— SET EXERCISE —
Could you recast every line of the data below as a JSON list of strings, one string per line, leaving out blank lines? Keep the pictures out of your answer.

Object point labels:
· · · ·

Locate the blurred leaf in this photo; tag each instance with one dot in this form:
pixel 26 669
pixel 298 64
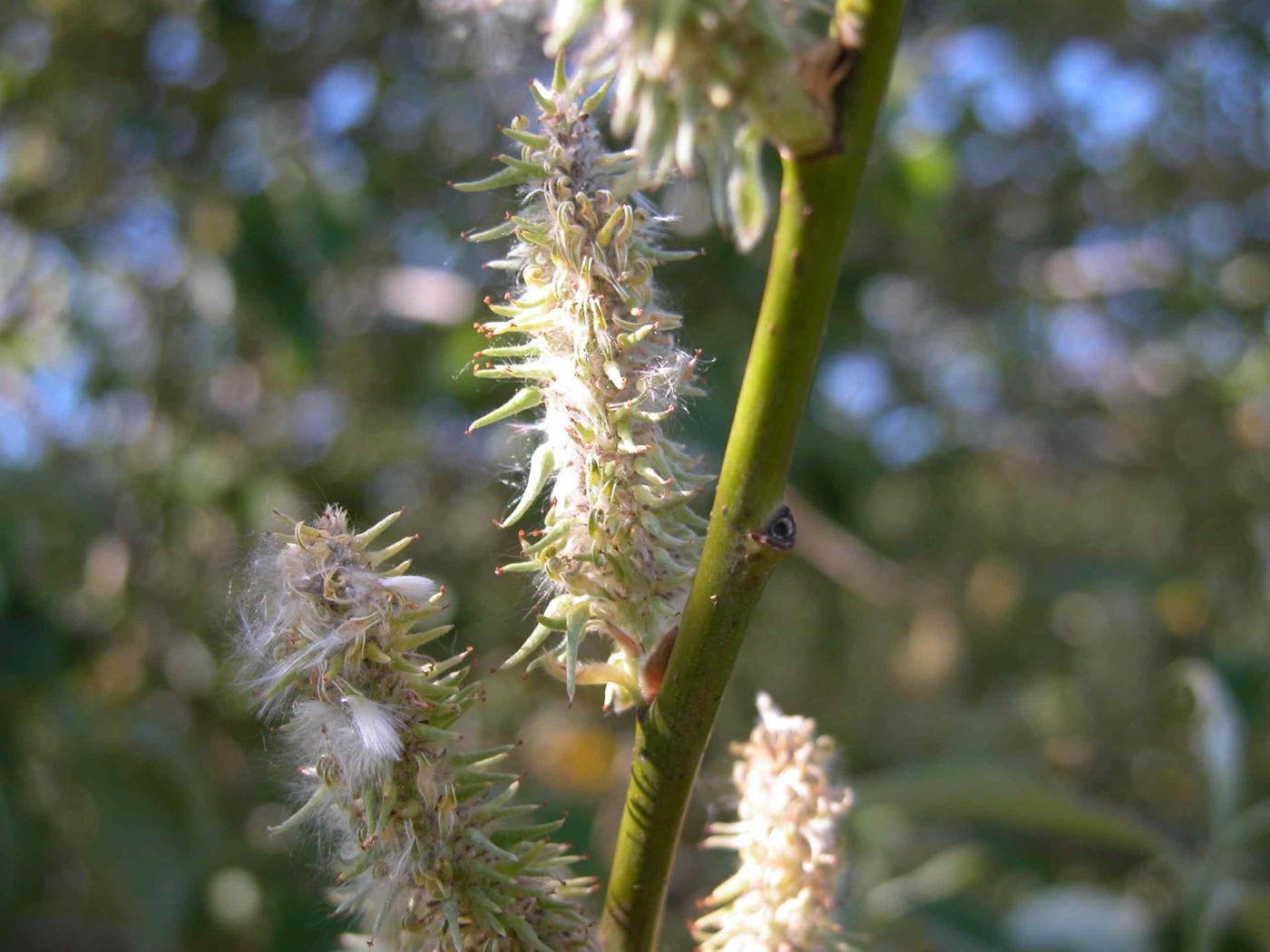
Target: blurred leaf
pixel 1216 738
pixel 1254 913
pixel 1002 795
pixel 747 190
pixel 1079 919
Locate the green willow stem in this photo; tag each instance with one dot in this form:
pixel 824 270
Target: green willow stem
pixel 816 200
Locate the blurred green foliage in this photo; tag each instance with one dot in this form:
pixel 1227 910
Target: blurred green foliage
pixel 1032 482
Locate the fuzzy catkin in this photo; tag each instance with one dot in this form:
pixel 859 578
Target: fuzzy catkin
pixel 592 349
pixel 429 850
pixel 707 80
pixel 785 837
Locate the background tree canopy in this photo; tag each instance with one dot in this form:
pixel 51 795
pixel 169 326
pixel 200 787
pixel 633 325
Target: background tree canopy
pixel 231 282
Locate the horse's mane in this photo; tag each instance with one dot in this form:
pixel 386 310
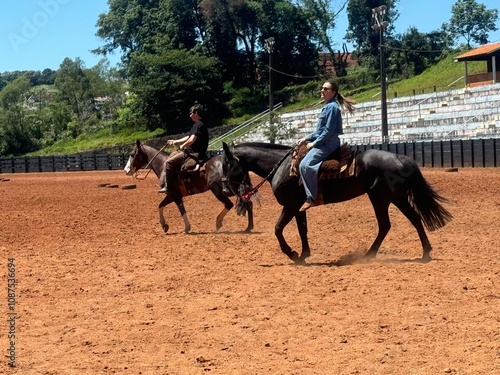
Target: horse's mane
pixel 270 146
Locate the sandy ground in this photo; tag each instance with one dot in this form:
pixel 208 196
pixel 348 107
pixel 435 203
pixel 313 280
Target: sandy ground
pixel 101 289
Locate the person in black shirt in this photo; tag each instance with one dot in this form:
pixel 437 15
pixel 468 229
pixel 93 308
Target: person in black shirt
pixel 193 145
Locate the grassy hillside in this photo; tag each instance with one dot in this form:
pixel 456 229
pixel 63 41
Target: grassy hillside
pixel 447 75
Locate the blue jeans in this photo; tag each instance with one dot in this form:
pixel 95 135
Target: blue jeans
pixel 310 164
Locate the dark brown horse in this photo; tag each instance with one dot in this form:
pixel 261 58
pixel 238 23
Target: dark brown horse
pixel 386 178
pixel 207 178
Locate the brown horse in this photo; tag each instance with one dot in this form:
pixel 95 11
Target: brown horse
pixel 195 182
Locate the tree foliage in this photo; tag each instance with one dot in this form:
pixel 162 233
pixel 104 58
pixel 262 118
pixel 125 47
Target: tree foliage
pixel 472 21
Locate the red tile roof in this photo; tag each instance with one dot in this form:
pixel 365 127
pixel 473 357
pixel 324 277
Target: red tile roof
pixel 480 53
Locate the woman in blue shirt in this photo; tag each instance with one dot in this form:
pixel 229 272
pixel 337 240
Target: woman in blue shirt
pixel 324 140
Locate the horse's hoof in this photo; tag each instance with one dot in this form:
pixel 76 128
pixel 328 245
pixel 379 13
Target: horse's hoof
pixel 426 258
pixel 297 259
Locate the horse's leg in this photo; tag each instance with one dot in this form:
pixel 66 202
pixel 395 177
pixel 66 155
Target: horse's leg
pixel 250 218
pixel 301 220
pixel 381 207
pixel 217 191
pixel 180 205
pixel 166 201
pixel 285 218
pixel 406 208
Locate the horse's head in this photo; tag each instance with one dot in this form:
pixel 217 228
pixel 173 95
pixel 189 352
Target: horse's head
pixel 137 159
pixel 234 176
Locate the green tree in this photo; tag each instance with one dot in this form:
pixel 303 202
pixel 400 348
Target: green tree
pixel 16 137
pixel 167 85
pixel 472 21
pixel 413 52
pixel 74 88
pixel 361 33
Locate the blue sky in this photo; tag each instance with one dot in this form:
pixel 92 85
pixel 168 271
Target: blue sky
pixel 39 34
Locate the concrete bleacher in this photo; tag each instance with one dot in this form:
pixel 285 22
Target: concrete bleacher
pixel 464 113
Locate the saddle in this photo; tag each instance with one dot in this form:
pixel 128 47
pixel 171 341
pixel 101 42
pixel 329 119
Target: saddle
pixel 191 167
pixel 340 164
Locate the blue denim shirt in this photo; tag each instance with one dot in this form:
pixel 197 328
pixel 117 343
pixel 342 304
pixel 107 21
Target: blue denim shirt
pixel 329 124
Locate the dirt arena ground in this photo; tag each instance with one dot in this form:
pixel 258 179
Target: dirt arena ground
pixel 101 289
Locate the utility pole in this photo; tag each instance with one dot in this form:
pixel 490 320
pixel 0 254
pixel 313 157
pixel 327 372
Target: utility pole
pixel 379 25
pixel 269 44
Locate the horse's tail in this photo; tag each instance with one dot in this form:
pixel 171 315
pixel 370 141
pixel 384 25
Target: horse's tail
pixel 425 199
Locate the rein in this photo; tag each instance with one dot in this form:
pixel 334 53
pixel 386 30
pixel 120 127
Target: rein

· · · ·

— EXPECTED ANSWER —
[
  "Locate the blurred leaf in this photo; tag each instance with one dot in this form:",
  "pixel 26 669",
  "pixel 298 64",
  "Target: blurred leaf",
  "pixel 1216 738",
  "pixel 1254 913",
  "pixel 1002 795",
  "pixel 747 190",
  "pixel 1079 919",
  "Locate the green willow stem in this photo; tag each instance with one dot in this form:",
  "pixel 824 270",
  "Target: green willow stem",
  "pixel 816 200",
  "Locate the blurred green foliage in this photo; tag each instance with one dot in this form:",
  "pixel 1227 910",
  "Target: blurred green foliage",
  "pixel 1032 482",
  "Locate the fuzzy catkin in this photo; tag each instance with one dot in this form:",
  "pixel 859 578",
  "Target: fuzzy catkin",
  "pixel 592 349",
  "pixel 429 850",
  "pixel 707 80",
  "pixel 785 837",
  "Locate the background tree canopy in this photo; tag each instance with one dot in this form:",
  "pixel 51 795",
  "pixel 169 326",
  "pixel 200 787",
  "pixel 633 325",
  "Target: background tree canopy",
  "pixel 231 282",
  "Locate the horse's mane in this photo; tag each instance with one dot in this form:",
  "pixel 386 310",
  "Target: horse's mane",
  "pixel 270 146",
  "Locate the sandy ground in this photo; tag each instance with one dot in this form:",
  "pixel 208 196",
  "pixel 348 107",
  "pixel 435 203",
  "pixel 313 280",
  "Target: sandy ground",
  "pixel 101 289",
  "Locate the person in black shirt in this photo; tag each instance with one dot in this form:",
  "pixel 437 15",
  "pixel 468 229",
  "pixel 93 308",
  "Target: person in black shirt",
  "pixel 193 145",
  "Locate the grassy hillside in this photo; tag each instance with one dot in this form:",
  "pixel 456 229",
  "pixel 63 41",
  "Target: grassy hillside",
  "pixel 447 75",
  "Locate the blue jeans in this photo; tag each instance with one dot in this form:",
  "pixel 95 135",
  "Target: blue jeans",
  "pixel 310 164",
  "Locate the dark brown horse in this photo; tag each instance with one dot in this form:",
  "pixel 261 58",
  "pixel 238 23",
  "Target: dark brown horse",
  "pixel 386 178",
  "pixel 207 178",
  "Locate the brown horse in this photo; tag each instance with one dot in this form:",
  "pixel 95 11",
  "Target: brown horse",
  "pixel 195 182",
  "Locate the tree foliage in this photo; tag each instance with one dot in this form:",
  "pixel 162 233",
  "pixel 104 58",
  "pixel 262 118",
  "pixel 125 47",
  "Target: tree foliage",
  "pixel 472 21",
  "Locate the red tile roof in this photo; tag each instance with one dot in this form:",
  "pixel 365 127",
  "pixel 473 357",
  "pixel 324 277",
  "Target: red tile roof",
  "pixel 480 53",
  "Locate the woman in blue shirt in this photo; tag each instance with one dot in this form:",
  "pixel 229 272",
  "pixel 337 240",
  "Target: woman in blue shirt",
  "pixel 324 140",
  "Locate the horse's hoof in this photo; tag each instance with one dot in this form:",
  "pixel 76 128",
  "pixel 328 245",
  "pixel 379 13",
  "Target: horse's hoof",
  "pixel 426 258",
  "pixel 297 259",
  "Locate the horse's leg in this photo; tag each instance with one dot in this form:",
  "pixel 66 202",
  "pixel 395 177",
  "pixel 66 155",
  "Target: horse's leg",
  "pixel 250 218",
  "pixel 301 220",
  "pixel 381 207",
  "pixel 217 191",
  "pixel 180 205",
  "pixel 166 201",
  "pixel 285 218",
  "pixel 406 208",
  "Locate the horse's head in this photo; tag each instance with one dot in this form:",
  "pixel 217 228",
  "pixel 173 95",
  "pixel 189 352",
  "Target: horse's head",
  "pixel 137 159",
  "pixel 234 176",
  "Locate the green tree in this photo; tag each instance with one dot in this form:",
  "pixel 303 202",
  "pixel 400 348",
  "Target: green tree",
  "pixel 16 137",
  "pixel 167 85",
  "pixel 472 21",
  "pixel 413 52",
  "pixel 74 88",
  "pixel 361 33",
  "Locate the blue sky in this photo; tag each instance with one dot in this form:",
  "pixel 92 85",
  "pixel 168 271",
  "Target: blue sky",
  "pixel 39 34",
  "Locate the concrete bleacher in this photo; tag each instance with one dot in this form:",
  "pixel 285 22",
  "Target: concrete bleacher",
  "pixel 464 113",
  "Locate the saddle in this photo; tag each instance with one dot in this form:",
  "pixel 128 47",
  "pixel 171 341",
  "pixel 101 42",
  "pixel 329 119",
  "Target: saddle",
  "pixel 191 167",
  "pixel 340 164",
  "Locate the blue denim shirt in this photo; tag each instance with one dot in this form:",
  "pixel 197 328",
  "pixel 117 343",
  "pixel 342 304",
  "pixel 107 21",
  "Target: blue denim shirt",
  "pixel 329 124",
  "Locate the dirt arena ground in this photo; tag each instance with one dot in this form:",
  "pixel 258 179",
  "Target: dirt arena ground",
  "pixel 101 289",
  "Locate the utility pole in this photo; tag each instance with one dot in this form:",
  "pixel 490 320",
  "pixel 0 254",
  "pixel 313 157",
  "pixel 327 372",
  "Target: utility pole",
  "pixel 379 25",
  "pixel 269 44",
  "Locate the horse's tail in this photo; tag each instance with one dot in this form:",
  "pixel 171 315",
  "pixel 370 141",
  "pixel 384 25",
  "Target: horse's tail",
  "pixel 425 199",
  "Locate the rein in this photo; tag each instance with one dot in this form:",
  "pixel 334 53",
  "pixel 386 30",
  "pixel 120 127",
  "Target: rein"
]